- _Entries for pointing at named objects_
---+---
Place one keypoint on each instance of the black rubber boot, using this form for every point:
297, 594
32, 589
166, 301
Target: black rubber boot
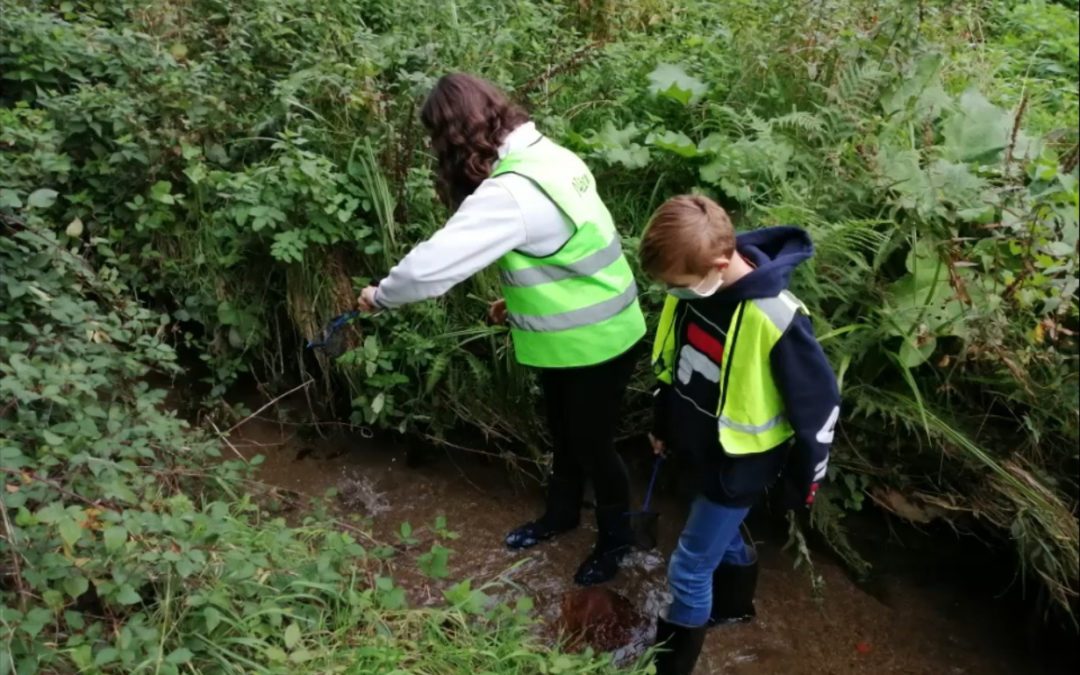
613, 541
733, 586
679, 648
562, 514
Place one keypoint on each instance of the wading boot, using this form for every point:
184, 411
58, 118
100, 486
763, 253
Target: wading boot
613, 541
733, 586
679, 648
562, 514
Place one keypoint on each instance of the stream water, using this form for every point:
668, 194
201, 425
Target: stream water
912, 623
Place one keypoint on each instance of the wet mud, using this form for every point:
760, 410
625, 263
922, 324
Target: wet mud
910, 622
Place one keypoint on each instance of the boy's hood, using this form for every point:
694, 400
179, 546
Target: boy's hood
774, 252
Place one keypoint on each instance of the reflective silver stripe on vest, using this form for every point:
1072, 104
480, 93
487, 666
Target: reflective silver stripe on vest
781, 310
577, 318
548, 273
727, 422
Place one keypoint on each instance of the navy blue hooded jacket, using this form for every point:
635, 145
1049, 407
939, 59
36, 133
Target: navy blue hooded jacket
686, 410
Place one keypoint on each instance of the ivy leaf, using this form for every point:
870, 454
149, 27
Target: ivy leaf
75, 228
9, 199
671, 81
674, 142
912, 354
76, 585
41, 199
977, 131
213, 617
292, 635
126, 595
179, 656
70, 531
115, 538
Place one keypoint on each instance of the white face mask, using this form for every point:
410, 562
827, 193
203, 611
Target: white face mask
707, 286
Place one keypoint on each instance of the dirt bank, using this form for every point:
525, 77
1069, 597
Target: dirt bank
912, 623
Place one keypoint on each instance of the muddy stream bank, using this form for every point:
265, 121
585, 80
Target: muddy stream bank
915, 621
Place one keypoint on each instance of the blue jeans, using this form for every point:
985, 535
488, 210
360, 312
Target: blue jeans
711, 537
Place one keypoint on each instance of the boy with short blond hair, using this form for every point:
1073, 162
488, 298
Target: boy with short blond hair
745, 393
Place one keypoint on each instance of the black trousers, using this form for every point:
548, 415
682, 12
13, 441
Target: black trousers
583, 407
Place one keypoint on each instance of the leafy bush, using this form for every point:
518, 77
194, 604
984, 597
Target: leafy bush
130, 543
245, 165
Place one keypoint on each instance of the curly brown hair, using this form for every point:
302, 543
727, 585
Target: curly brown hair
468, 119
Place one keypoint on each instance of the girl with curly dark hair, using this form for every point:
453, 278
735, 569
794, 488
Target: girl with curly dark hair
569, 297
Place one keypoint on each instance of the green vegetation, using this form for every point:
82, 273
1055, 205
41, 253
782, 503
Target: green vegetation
---+---
- _Given request_
Rewrite everything from the line containing "Place one keypoint on each instance of the leafy" down to the end of the entries, requests included, scaling each keypoint coordinate in the answers by 0.45 and rounding to the nearest whole number with halves going up. Leave the numbers in the requests and their format samples as they are.

- _Completed task_
Place one keypoint on each instance of the leafy bush, using this form for every point:
518, 77
194, 604
984, 597
Target: leafy bush
59, 244
110, 74
Place one keypoint on each instance of the curly brown hair, using this form for every point:
302, 543
727, 585
Target: curly brown hair
211, 54
Place one keypoint on each instance of the girl with curly dark hair, using this form for every point:
453, 278
735, 569
794, 488
Target: girl with curly dark hair
256, 134
Place one keypoint on each instance of the green vegetation, using this form for every point:
82, 273
1055, 205
41, 253
782, 503
Target: green vegetation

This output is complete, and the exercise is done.